### Extract to read
▶
You are viewing a plain text version of this content. The canonical link for it is here.
Posted to user@hbase.apache.org by Marko Dinic <ha...@gmail.com> on 2015/11/29 23:19:11 UTC

Rowkey design

Hello, everyone!

I'm new to HBase and I need help designing rowkeys for use case that looks
like this:

- Products are listed, where each product has a product id.
- Each product has a timestamp.
- Each product is created in certain place (e.g. city)
- Each product is created by some unit (e.g. factory)

I would like to be able to scan products from a certain time period on one
hand, from a certain place, or from a certain unit.

I read about salting to avoid hot-spotting and I understand that rows are
sequential by rowkey. This will allow me to scan for a certain time period
using with following rowkey:

salt-productId-timestamp

And I can specify the period using STARTROW, ENDROW.

What confuses me is how to include place (and maybe unit) into key and be
able to select products from certain place during certain time period?

If I limit myself to be able to scan by one of the above (time range OR
place) I have an idea to duplicate data to two different tables, one with
(salt-productId-timestamp) and other with (salt-productId-place) keys. Is
that recommend or not?

So, how to construct my keys?

I should emphasize that i need this data to be input to MAPREDUCE JOB.

Any help is greatly appreciated.

-- 
Best regards,
Marko

Re: Rowkey design

Posted by Marko Dinic <ha...@gmail.com>.
Hi Tariq,

Thank you for your answer.

But won't that break the ordering of my rows by timestamp thus making it
impossible to scan by time range using STARTROW ENDROW?
◀
### Problems to work on
a - How would you render the sentence "And I can specify the period using STARTROW, ENDROW." from the HBase rowkey thread in Spanish?
b - Can you reproduce the entries from the line containing "Place one point per instance of the gray" through the end of the entries, inclusive, substituting "marker" for every "point" and leaving everything else unchanged?

[Named-object pointing records]
▶
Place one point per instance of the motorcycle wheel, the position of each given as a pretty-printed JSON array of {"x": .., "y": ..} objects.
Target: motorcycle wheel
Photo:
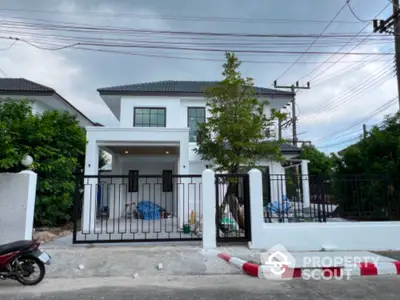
[{"x": 26, "y": 265}]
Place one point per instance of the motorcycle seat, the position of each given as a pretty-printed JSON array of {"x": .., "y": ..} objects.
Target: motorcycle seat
[{"x": 14, "y": 246}]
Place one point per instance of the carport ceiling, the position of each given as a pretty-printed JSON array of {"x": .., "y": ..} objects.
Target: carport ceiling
[{"x": 144, "y": 150}]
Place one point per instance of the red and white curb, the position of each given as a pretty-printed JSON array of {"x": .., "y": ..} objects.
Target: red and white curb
[{"x": 356, "y": 269}]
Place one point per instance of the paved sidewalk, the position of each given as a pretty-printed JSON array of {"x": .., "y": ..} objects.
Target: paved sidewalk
[
  {"x": 125, "y": 261},
  {"x": 303, "y": 258}
]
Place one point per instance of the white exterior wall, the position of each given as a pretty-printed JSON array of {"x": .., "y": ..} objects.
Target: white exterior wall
[
  {"x": 40, "y": 104},
  {"x": 176, "y": 111},
  {"x": 345, "y": 236},
  {"x": 315, "y": 236},
  {"x": 17, "y": 206}
]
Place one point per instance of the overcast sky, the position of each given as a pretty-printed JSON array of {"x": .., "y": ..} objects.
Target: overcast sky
[{"x": 340, "y": 97}]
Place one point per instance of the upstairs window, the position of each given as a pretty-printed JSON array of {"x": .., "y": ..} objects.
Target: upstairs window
[
  {"x": 196, "y": 115},
  {"x": 149, "y": 117}
]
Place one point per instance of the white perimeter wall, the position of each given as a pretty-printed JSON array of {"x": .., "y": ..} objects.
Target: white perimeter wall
[
  {"x": 299, "y": 236},
  {"x": 17, "y": 206}
]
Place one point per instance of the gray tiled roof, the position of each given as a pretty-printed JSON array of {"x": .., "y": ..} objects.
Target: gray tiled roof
[
  {"x": 175, "y": 87},
  {"x": 289, "y": 148},
  {"x": 12, "y": 85}
]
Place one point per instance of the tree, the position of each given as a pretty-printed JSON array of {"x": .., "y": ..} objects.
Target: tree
[
  {"x": 236, "y": 132},
  {"x": 57, "y": 144},
  {"x": 319, "y": 162}
]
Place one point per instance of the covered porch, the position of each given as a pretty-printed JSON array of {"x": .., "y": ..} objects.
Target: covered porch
[{"x": 145, "y": 162}]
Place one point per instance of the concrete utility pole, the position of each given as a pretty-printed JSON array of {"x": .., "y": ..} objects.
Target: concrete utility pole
[
  {"x": 293, "y": 120},
  {"x": 364, "y": 131},
  {"x": 391, "y": 25}
]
◀
### Correct answers
a - Y puedo especificar el período usando STARTROW, ENDROW.

b -
Place one marker per instance of the gray tiled roof, the position of each given as a pretty-printed JSON array of {"x": .., "y": ..} objects.
Target: gray tiled roof
[
  {"x": 175, "y": 87},
  {"x": 289, "y": 148},
  {"x": 12, "y": 85}
]
Place one marker per instance of the tree, the position of each given as a pretty-printed JSON array of {"x": .., "y": ..} objects.
Target: tree
[
  {"x": 236, "y": 132},
  {"x": 57, "y": 144},
  {"x": 319, "y": 162}
]
Place one marker per instance of the covered porch, the position of each given as a pretty-printed JSON array of {"x": .., "y": ..} objects.
Target: covered porch
[{"x": 145, "y": 162}]
Place one marker per instance of the concrete utility pole, the position of each given as a pretty-printed JSON array of {"x": .., "y": ..} objects.
Target: concrete utility pole
[
  {"x": 293, "y": 120},
  {"x": 364, "y": 131},
  {"x": 391, "y": 25}
]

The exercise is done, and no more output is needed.